* _Goals_
- a) Reproduce word for word everything in the wrestling rankings post from "New weight class" down to "Wilson #13 (13)".
- b) Continue the wrestling rankings post, picking up right after its final sentence.

* _Selected excerpt_
The regular season is over. The Pack (15-0, 5-0) went undefeated for the first time in program history, and claimed their third ACC Dual Championship in a row in the process. This was good for a #3 ranking in the final NWCA dual poll, behind #1 Iowa and #2 Penn State.

New weight class rankings have also dropped from FloWrestling. Not much change for our guys from last week, but see where they checked-in below:

  • 125: Camacho #15 (last week: 15)
  • 133: Trombley #23 (23)
  • 141: T. Wilson #13 (13)
  • 157: H. Hidlay #2 (2)
  • 165: T. Bullard #8 (8)
  • 174: D. Bullard #15 (16)
  • 184: T. Hidlay #3 (3)
  • 285: D. Wilson #24 (24)

In addition to the new weekly rankings from media outlets such as Flo, the less frequent but more important Coaches Rankings and RPI have dropped this week as well. These are golden because they directly determine qualifications and seeding for the NCAA tournament in Minneapolis. See where our guys ranked below:

  • 125: Camacho #18 / #8 (Coaches Ranking / RPI)
  • 133: Trombley #29 / #27
  • 141: T. Wilson #12 / #8
  • 149: Leitten #33 / #22
  • 157: H. Hidlay #2 / #4
  • 165: T. Bullard #10 / #8
  • 174: D. Bullard #12 / #7
  • 184: T. Hidlay #3 / #10
  • 285: D. Wilson #25 / #21

Now, I’m not going to pretend to know the formula for RPI. Pretty much nobody knows it, which is an issue and talking point in the wrestling community. Many outlets have tried to replicate it, but essentially it is some weighted combination of a wrestler’s record, their opponents’ records, and their opponents’ opponents’ records. What can’t be disputed is its importance.

NCAA Allocations

There are two ways a wrestler can qualify for the NCAA tournament. They can earn an automatic bid through their conference tournament, and if they fail to do so, they can earn an at-large (wildcard) bid from a selection committee.

At the end of the regular season, the NCAA uses three criteria to determine the number of automatic qualifier spots allocated to each conference. These three criteria are the Coaches Ranking, the RPI, and winning percentage. If you meet the threshold (top-30 for Coaches Ranking & RPI, and .700 winning percentage against D1 opposition) for two of the three criteria, then you will earn an allocation for your conference at your weight. So for example, the ACC had three wrestlers at the 125-pound weight class meet at least two of the three above criteria. Therefore, they have earned the conference 3 NCAA auto-bids. That means at the ACC tournament next weekend, the first-, second-, and third-place wrestlers at 125 will punch their tickets to NCAAs. The rest will have to hope their resume is good enough for an at-large bid from a selection committee. Each weight will have 33 wrestlers in Minneapolis, so there will be between 4-6 at-large bids awarded for each weight.

The NCAA released each conference’s earned allocations and the ACC was awarded 35.

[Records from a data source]
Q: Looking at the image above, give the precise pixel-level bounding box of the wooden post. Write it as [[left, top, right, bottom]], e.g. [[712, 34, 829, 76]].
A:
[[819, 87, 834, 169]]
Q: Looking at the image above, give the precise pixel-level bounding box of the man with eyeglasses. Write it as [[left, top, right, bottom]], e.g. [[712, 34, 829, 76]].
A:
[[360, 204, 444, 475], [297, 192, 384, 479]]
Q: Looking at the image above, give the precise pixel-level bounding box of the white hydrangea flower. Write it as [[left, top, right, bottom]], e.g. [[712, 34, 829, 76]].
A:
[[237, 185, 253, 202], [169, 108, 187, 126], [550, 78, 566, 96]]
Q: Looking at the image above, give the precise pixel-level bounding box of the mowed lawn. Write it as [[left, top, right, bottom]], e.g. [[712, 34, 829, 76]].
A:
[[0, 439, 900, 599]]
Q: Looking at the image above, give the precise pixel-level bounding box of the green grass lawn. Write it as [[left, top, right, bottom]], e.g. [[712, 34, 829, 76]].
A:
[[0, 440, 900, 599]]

--

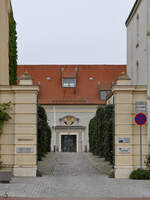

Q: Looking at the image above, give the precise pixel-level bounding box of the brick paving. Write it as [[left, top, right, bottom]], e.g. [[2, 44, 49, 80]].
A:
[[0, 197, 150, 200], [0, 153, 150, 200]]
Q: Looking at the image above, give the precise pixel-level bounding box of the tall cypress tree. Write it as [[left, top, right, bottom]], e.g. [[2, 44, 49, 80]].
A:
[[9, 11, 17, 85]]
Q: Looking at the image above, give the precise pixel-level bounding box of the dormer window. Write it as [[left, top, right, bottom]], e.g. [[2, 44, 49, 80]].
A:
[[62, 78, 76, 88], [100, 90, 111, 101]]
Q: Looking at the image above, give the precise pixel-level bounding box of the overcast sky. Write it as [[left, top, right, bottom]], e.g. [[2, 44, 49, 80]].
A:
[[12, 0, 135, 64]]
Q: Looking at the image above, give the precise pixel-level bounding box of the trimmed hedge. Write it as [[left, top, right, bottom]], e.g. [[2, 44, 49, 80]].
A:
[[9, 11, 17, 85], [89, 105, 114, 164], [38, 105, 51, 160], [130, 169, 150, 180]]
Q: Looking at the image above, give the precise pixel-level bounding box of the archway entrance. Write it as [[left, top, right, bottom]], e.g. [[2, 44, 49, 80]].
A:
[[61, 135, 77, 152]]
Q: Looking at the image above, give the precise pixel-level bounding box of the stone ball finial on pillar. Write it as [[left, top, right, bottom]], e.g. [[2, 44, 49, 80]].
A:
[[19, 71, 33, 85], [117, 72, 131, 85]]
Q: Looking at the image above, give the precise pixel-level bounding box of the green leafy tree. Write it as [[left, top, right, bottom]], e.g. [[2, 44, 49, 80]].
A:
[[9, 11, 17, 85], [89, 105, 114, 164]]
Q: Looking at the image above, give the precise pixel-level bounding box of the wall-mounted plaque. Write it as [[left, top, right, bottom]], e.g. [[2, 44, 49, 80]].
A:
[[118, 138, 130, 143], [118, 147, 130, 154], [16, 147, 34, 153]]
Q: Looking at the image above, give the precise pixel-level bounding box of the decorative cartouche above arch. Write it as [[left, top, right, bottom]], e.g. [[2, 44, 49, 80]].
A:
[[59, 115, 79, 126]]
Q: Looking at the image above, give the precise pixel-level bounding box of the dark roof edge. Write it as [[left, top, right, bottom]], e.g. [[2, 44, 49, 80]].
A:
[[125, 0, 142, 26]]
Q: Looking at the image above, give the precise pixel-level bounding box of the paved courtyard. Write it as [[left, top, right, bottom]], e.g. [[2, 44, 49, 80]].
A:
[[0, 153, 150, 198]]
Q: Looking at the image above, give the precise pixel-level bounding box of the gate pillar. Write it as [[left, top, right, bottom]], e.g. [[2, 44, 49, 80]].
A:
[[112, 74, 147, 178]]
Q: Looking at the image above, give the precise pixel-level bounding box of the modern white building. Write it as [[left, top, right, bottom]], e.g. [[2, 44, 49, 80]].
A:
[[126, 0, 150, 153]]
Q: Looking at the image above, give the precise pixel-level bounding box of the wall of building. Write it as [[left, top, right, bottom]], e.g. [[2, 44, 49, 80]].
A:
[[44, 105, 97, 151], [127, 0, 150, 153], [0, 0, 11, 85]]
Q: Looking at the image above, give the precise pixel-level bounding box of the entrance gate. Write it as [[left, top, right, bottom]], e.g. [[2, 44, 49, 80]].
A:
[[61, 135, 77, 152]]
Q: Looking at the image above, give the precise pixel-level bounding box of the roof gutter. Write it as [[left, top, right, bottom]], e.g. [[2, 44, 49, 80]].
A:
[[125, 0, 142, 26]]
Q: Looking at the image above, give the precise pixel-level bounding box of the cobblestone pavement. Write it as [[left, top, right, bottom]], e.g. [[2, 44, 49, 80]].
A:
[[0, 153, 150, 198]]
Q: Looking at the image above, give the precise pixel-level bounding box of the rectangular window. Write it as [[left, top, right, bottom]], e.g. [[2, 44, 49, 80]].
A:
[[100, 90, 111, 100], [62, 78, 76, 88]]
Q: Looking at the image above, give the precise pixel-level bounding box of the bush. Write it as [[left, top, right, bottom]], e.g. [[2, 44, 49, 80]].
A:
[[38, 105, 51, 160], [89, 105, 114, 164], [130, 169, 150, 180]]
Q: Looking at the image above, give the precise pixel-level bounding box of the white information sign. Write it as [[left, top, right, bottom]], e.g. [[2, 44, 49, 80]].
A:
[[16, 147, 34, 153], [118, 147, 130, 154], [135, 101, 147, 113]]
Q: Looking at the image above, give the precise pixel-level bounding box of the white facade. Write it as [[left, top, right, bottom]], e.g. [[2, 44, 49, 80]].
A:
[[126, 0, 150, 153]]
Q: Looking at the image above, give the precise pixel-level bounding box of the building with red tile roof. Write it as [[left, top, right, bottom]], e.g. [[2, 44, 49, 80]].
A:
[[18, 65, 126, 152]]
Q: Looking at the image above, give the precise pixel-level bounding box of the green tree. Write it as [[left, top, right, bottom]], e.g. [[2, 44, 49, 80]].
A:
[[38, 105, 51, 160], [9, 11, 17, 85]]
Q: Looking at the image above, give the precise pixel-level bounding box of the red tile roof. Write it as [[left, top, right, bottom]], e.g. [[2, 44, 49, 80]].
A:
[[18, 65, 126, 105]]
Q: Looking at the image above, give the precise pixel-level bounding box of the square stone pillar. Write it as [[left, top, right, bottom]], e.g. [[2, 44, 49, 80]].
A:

...

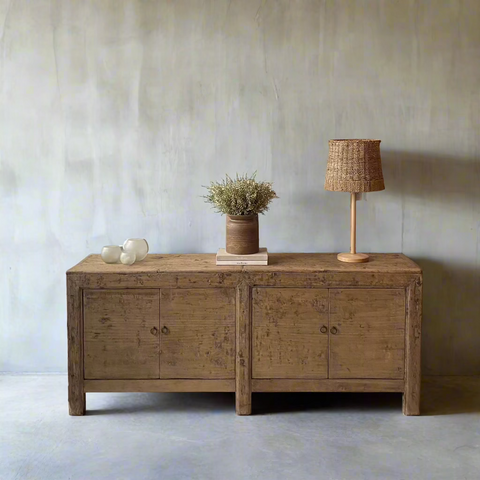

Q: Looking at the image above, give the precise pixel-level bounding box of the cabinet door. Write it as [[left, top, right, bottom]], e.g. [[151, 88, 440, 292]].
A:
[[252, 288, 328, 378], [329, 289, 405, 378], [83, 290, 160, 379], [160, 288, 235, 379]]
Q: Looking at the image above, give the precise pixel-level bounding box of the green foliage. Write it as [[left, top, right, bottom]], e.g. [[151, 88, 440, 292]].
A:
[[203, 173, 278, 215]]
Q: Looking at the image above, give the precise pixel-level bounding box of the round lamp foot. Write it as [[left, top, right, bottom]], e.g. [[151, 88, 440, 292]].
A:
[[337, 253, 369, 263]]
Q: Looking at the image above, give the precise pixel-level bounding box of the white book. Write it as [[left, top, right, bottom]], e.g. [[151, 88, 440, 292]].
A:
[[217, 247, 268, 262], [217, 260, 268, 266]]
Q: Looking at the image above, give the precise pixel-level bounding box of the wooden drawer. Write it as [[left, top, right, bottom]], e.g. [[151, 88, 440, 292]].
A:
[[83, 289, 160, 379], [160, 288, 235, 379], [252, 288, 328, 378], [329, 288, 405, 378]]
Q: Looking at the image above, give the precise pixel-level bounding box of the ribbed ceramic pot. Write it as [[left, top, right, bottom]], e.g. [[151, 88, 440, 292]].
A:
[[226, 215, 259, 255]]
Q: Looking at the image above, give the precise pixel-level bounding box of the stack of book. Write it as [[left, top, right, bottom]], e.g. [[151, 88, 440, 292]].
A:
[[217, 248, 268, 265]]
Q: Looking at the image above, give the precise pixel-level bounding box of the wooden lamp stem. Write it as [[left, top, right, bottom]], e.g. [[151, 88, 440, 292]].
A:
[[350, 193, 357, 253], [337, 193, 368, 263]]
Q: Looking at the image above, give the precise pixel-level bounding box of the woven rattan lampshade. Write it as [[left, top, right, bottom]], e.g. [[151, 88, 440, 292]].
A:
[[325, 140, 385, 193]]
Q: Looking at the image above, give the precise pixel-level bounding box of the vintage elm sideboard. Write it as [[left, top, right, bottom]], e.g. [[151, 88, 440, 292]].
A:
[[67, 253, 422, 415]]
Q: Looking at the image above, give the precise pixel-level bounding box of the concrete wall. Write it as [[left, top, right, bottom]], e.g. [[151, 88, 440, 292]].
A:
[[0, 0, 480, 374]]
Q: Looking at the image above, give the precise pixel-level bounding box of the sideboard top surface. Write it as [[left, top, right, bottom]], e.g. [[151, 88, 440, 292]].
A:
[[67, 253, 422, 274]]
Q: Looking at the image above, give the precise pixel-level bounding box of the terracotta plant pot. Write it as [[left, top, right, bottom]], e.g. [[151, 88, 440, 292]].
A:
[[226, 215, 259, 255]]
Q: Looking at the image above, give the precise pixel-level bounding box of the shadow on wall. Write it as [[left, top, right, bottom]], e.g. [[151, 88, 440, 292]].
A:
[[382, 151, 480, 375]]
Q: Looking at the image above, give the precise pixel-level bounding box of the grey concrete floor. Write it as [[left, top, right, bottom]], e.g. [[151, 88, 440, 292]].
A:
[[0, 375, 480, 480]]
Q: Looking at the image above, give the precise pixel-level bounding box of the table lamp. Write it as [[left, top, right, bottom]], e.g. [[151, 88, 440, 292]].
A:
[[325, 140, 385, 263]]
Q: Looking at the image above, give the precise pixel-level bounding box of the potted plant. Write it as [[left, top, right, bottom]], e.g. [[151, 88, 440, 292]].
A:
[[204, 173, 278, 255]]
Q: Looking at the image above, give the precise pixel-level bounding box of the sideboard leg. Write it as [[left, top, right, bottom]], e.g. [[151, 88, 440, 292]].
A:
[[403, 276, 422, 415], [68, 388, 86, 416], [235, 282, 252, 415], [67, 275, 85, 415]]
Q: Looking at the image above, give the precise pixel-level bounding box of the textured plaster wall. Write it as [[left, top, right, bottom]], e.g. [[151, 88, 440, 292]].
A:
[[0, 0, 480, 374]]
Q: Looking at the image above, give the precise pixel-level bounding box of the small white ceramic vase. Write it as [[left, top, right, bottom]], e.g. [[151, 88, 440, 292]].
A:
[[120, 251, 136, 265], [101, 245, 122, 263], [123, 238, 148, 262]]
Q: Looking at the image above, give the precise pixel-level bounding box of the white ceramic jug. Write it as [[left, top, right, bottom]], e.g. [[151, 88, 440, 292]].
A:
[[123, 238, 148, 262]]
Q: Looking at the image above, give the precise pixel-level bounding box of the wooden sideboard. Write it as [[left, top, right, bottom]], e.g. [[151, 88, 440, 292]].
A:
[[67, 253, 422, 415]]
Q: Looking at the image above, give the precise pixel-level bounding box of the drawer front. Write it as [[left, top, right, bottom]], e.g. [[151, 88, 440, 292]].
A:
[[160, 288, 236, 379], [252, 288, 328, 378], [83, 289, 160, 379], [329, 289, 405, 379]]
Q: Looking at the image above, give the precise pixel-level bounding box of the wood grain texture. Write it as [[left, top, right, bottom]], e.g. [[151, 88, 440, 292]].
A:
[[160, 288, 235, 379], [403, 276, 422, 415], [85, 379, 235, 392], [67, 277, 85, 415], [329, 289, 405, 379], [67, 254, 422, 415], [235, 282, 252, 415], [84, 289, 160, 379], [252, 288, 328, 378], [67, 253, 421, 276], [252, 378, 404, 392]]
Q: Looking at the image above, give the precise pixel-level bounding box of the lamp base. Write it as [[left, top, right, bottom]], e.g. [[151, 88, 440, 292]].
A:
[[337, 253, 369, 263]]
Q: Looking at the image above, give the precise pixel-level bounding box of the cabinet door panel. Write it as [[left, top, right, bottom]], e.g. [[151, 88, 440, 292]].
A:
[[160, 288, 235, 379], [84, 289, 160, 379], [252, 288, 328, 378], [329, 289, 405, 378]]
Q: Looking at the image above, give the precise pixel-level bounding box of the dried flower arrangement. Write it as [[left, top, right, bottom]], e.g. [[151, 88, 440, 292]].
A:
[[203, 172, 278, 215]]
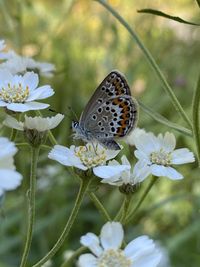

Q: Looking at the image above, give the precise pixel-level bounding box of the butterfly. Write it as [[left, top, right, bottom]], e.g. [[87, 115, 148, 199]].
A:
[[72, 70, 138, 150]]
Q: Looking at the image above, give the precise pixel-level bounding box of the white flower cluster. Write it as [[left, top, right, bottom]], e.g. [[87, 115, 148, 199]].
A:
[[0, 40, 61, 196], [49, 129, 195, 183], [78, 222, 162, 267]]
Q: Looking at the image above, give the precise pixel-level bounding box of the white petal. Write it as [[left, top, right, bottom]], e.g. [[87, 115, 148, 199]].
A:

* _Answers given_
- a)
New weight class rankings have also dropped from FloWrestling. Not much change for our guys from last week, but see where they checked-in below:

  • 125: Camacho #15 (last week: 15)
  • 133: Trombley #23 (23)
  • 141: T. Wilson #13 (13)

- b)
The weight-by-weight breakdown is below:

  • 125: 3
  • 133: 5
  • 141: 3
  • 149: 2
  • 157: 5
  • 165: 4
  • 174: 4
  • 184: 3
  • 197: 1
  • 285: 5

As you can see, 133, 157, and heavyweight were strong in the ACC this season. They each qualified five of the six wrestlers in the conference. Those guys should rest easy knowing a single win in Pittsburgh will get them a bid.

ACC Tournament Seed Projections

The release of the allocations is huge because it allows you to project how many qualifiers your favorite school could theoretically get based on where you expect their guys to place at their conference tournament. However, those projections can’t be made without having an idea of what the brackets will look like.

I will attempt to paint that picture for you all here. But be warned, seeding is a finicky business and there’s no real criteria out there to help me. As a general rule of thumb though, I will most heavily weight records in ACC duals. Usually the tiebreaker is national rank, but more subjective criteria also sneak their way into this formula sometimes. For example, Thomas Bullard and UNC’s Kennedy Monday are both undefeated in ACC duals this season. Bullard has the edge in national ranking, Coaches Ranking, and RPI. However, Monday showed up to the dual and was ready to wrestle while Bullard did not. Should Bullard be punished for missing the dual? Some people think so.

Here are expected starters for each school, and their records in the ACC duals they appeared in.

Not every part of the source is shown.